+++ Input data +++
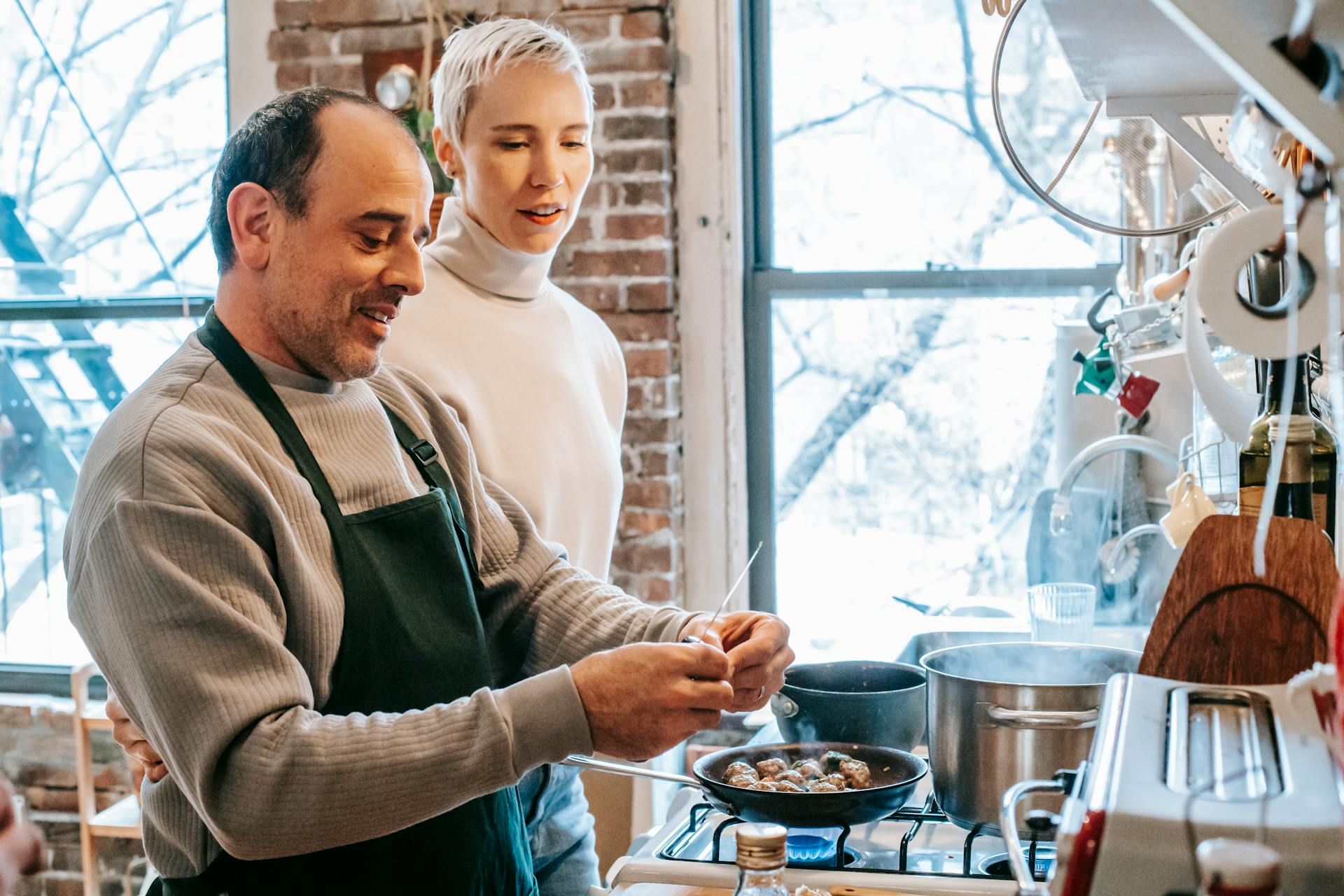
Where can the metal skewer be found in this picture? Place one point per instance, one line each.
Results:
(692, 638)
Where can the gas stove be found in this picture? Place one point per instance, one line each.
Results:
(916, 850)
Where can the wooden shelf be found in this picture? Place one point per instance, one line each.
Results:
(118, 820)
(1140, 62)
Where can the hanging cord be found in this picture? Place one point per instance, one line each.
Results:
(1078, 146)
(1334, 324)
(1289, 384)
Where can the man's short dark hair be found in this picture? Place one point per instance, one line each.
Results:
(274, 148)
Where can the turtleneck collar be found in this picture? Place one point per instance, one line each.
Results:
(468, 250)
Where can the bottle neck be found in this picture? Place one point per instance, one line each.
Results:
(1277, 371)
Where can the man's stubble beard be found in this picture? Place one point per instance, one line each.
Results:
+++
| About this exercise |
Only the pictures are to be dropped; return everything else in the listing exactly.

| Solved exercise |
Where can the metal skewer be found in this picture? Place one point per instance, one line each.
Results:
(692, 638)
Where can the gas stove be found in this picture? Place one point per instance, one line each.
Results:
(916, 850)
Where can the wooden shelf be found in this picture? Place one point per instance, one line each.
Results:
(118, 820)
(1140, 62)
Where can the hanging cord be found in this picture? Place one point per instance, one line each.
Results:
(1078, 146)
(1334, 324)
(1289, 384)
Where can the man's short dark hair be found in this picture? Place one point per instance, one line each.
Results:
(274, 148)
Where can the turtleneck collar be found in this picture? Place one point per instance, one line each.
Results:
(468, 250)
Where can the bottle neck be found in this picture? Place one point per instance, one line each.
Results:
(1277, 371)
Where can the man's stubble beard be found in this picture? Place one point per instance, one line each.
Results:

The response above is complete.